But strange as it may seem to the victims of its canceled flights, Aeroflot does have some foreign fans. and one of them, Ron Davies, likes the airline so much he has even written a book about it - "Aeroflot: An Airline and Its Aircraft", a coffee-table book filled with data and drawings about Aeroflot and its planes, which was published in the United States in May.
Davie's research left him so impressed with the Soviet-founded airline that, when promoting the book in Moscow earlier this month, he even defended Aeroflot's poor service reputation.
"I'm aware of the fact that Aeroflot's service has not been up to the standards of the West", said Davies, 72, pointing out that the airline's aim has never been to provide service for the privileged few, but to make affordable air transport available to every Russian. "It's the aerial Greyhound Bus service of the U. S. S. R".
The fact that these days, with oil prices forcing frequent price hikes, tickets on Aeroflot are often beyond the reach of ordinary Russians, is not mentioned in Davie's account.
Davies, whose career has included work in commercial aviation in both Britain and the U. S. , first paid an exploratory visit to the Soviet Embassy in Washington in 1990.
"I said, 'I wish to write a book about Aeroflot'", he recalls. Once in Moscow, Davies told Aeroflot officials he wanted to see "not only the front-line planes at Sheremetyevo", but planes throughout the former Soviet Union.
---------------
■ Task set
- 1) Answer these questions about the Aeroflot article:
(a) In what month was Davies's book published in the United States?
(b) How old is Davies, according to the article?
(c) Where and in what year did Davies first pay an exploratory visit?
- 2) Echo the Aeroflot article word for word, from "Davie's research left" to "in Davie's account.".

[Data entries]
---------------
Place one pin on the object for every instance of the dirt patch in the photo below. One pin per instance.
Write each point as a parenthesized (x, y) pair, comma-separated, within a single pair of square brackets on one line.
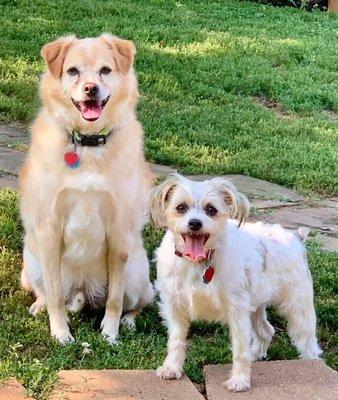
[(272, 104)]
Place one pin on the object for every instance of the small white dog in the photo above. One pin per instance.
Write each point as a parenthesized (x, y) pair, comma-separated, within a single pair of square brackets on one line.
[(211, 268)]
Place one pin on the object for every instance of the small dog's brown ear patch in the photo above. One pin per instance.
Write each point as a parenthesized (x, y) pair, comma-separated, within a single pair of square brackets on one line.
[(123, 52), (54, 54), (158, 198)]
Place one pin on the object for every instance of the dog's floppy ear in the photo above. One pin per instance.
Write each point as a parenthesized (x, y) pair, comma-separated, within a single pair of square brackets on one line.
[(54, 54), (123, 52), (158, 197), (238, 204)]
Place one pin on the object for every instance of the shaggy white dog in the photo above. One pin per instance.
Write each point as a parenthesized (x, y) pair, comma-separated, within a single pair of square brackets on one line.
[(211, 268)]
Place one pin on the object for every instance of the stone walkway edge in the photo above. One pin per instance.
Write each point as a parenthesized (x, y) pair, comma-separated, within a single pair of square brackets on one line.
[(269, 202), (277, 380)]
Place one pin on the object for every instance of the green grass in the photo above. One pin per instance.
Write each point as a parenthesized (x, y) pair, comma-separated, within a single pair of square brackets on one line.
[(28, 352), (206, 72)]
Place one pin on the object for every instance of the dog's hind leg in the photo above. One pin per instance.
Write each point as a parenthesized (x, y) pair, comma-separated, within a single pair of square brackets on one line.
[(301, 321), (263, 333), (31, 280), (139, 291), (76, 301)]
---------------
■ Activity answers
- 1)
(a) May
(b) 72
(c) The Soviet Embassy in Washington, in 1990

- 2)
Davie's research left him so impressed with the Soviet-founded airline that, when promoting the book in Moscow earlier this month, he even defended Aeroflot's poor service reputation.
"I'm aware of the fact that Aeroflot's service has not been up to the standards of the West", said Davies, 72, pointing out that the airline's aim has never been to provide service for the privileged few, but to make affordable air transport available to every Russian. "It's the aerial Greyhound Bus service of the U. S. S. R".
The fact that these days, with oil prices forcing frequent price hikes, tickets on Aeroflot are often beyond the reach of ordinary Russians, is not mentioned in Davie's account.